**** Extrait de page

À travers les siècles, d’autres groupes ethniques et populations minoritaires ont aussi formé leurs propres régions dans les zones frontalières, qui représentent de manière approximative les sept États ethniques du Myanmar d’aujourd’hui : Arakan, Chin, Kachin, Karen, Karenni, Mon et Shan.
Le rattachement du royaume Birman de 1886 a rapidement provoqué des conséquences considérables pour les ethnies du Myanmar. Cet héritage impacte encore les événements à ce jour.
« Quand les colons sont venus, ils ont utilisé la stratégie du “diviser pour mieux régner”, dit le chercheur indépendant Kim Jolliffe, qui se concentre sur les problèmes des conflits et les problèmes humanitaires. Ils se sont clairement opposés à la majorité Bamar (aussi appelée birmane), qu’ils pensaient être les plus puissants et enclins à mener une révolte ».
« Cette stratégie a conduit les Britanniques à construire deux systèmes séparés », dit Jolliffe, le premier étant celui de la Birmanie à proprement parler, dominé par la majorité Birmane, et les « Zones Frontalières », dominées par les groupes ethniques. C’est pendant cette période que certains groupes ethniques, comme les Karens, ont commencé à être privilégiés par les Britanniques, alors que les Birmans étaient dépouillés de leur pouvoir majoritaire. Jolliffe explique que le sentiment nationaliste en essor chez les Birmans au début du 20ème siècle peut être attribué à ce développement.
« Dans les années 1920 et 1930, deux choses ont conduit à la grande révolte nationaliste menée par les Birmans ; ils étaient marginalisés et exclus du pouvoir et ils sentaient que leur royaume leur filait entre les doigts… Et [plus tard] ils étaient marginalisés par le système politique », dit-il. « Et ils étaient majoritaires, cela a donc mené à la montée de la “culture politique birmane” ».
La révolte nationaliste a également conduit à l’impulsion finale vers l’indépendance de la Birmanie, pendant laquelle le chef militaire Aung San devint célèbre et négocia l’accord aboutissant à la séparation de la Birmanie de l’autorité britannique.
Deux semaines après avoir signé l’accord d’indépendance avec la Grande-Bretagne, le 12 février 1947, et en association avec les divers dirigeants ethniques de la Birmanie, Aung San a signé l’Accord Panglong, un document qui allait devenir un point de ralliement pour les organisations ethniques à travers le pays durant les décennies à venir.
L’accord précisait qu’il y aurait « une autonomie complète dans l’administration interne des Zones Frontalières », ce qui posa les bases d’un système plus fédéraliste au Myanmar. Le nom du pays fut officiellement changé en 1989, bien que Birmanie et Myanmar soient encore utilisés de manière interchangeable.
Mais en fin de matinée, le 19 juillet 1947, juste six mois avant l’obtention de l’indépendance complète de la Birmanie de la part des Britanniques, des paramilitaires armés ont pris d’assaut le grand Immeuble des Ministres dans le centre-ville de Yangon, la capitale de l’époque, tuant Aung San et plusieurs de ses ministres. À ce jour, le deuil de cet assassinat est observé chaque année à travers le Myanmar.

********

Consigne —
Prolongez le texte sur l'histoire des groupes ethniques du Myanmar en reprenant juste après sa dernière phrase.

**** Extrait des données

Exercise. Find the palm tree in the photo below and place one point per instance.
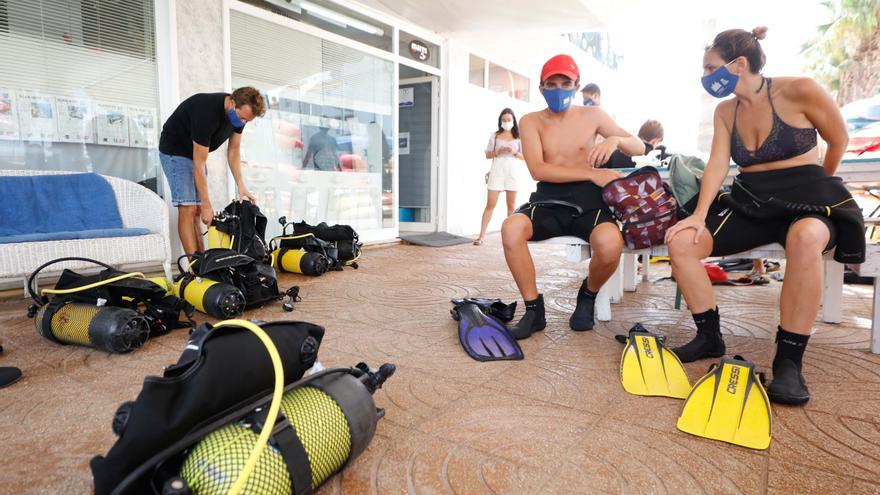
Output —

********

Résultat attendu —
Durant le Martyr’s Day, à l’extérieur du secrétariat où s’est produit l’assassinat d’Aung San, des personnes en deuil viennent poser des roses et prier pour l’anniversaire de sa mort. L’affiche montre son icône au centre. (Yangon, 19 juillet 2017)
Bien que la Birmanie finît par acquérir son indépendance, le processus de réconciliation entre les dirigeants ethniques du pays fut suspendu lorsqu’éclata une révolte du Parti communiste de la Birmanie, menant la Birmanie dans une guerre civile juste quelques mois après avoir obtenu son indépendance.
En 1962, le Général Ne Win, un ancien premier ministre, prit le pouvoir des mains du gouvernement démocratique de transition, passant outre la législation précédemment ratifiée, celle-ci incluant l’Accord Panglong, ce qui plongea le pays dans une décennie de gouvernance par un régime militaire brutal qui réprima la liberté d’expression, les partis politiques d’opposition et les fédéralistes ethniques.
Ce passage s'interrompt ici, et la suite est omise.